Task material
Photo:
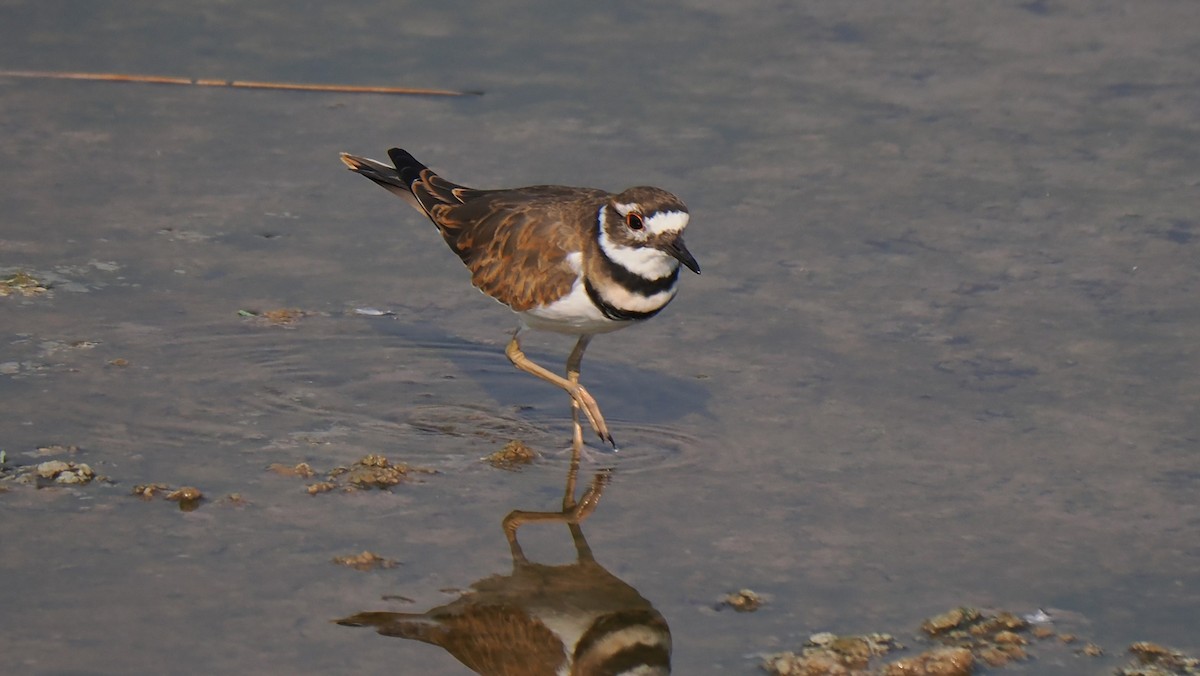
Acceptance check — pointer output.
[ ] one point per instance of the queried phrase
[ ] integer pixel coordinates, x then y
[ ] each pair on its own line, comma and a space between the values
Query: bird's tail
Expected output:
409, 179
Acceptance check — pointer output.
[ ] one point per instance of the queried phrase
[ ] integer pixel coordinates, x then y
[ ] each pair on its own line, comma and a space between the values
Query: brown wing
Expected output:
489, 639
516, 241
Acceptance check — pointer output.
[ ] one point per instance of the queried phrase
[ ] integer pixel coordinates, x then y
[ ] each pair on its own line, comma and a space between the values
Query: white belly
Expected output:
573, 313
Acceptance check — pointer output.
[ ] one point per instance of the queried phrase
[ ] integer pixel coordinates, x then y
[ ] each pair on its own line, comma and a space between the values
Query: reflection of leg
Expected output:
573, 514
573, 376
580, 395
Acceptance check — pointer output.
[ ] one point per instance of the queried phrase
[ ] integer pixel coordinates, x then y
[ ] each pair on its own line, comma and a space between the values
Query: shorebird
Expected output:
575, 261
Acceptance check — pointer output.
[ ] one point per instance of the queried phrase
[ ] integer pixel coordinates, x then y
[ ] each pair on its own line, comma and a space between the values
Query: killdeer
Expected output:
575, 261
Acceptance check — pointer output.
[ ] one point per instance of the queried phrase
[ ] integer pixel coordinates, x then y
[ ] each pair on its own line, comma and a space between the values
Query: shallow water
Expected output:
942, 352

Work to do
Quote the entire listing above word for word, but leave the picture out of your reply.

Solution for this problem
Photo:
Acceptance check — pointer output.
[ ] one point per instance of the queried phrase
[ ] integer pixel coordinates, x then y
[ ] each pair on its own line, comma and a space between the values
Query: bird's tail
Expected output:
409, 179
Acceptance check — pointer output.
[ ] one point per instance of the queried phrase
[ ] integer pixel coordinates, x then y
[ ] each pair on its own line, comma and a space between the values
Query: brown wing
Expected output:
489, 639
516, 241
Acceptance check — pointer output.
[ ] one point per instance of the queried phrase
[ ] integer pixel coordinates, x then y
[ ] each pair on its own line, comma and a space between the values
Query: white belly
Expected output:
573, 313
Acceptance check — pointer output.
[ ] one point per instance of the queried phrase
[ ] integer pixel coordinates, x then y
[ ] each pair on its own line, comma and a space between the values
Query: reflection of leg
Expected output:
573, 514
573, 376
580, 395
Acceptance check — pointer output.
[ ] one point per instance of the queried phrase
[ ] integer pixel coordinates, x then y
[ ] each pair on its own line, comma and a space between the values
Query: shorebird
Expected output:
575, 261
Acceptance check — pointer output.
[ ] one point per instance of the queried phrase
[ ] integer pixel coordinates, x then y
[ ] each pair on its own line, comma and a space between the values
Query: killdeer
Expected output:
575, 261
Acceptance check — pointer output.
[ ] one point per instance of the queried phrase
[ ] integer pixel coordinates, x then y
[ ] each pair on its own line, comma and a space between the values
Query: shallow water
Expected output:
942, 352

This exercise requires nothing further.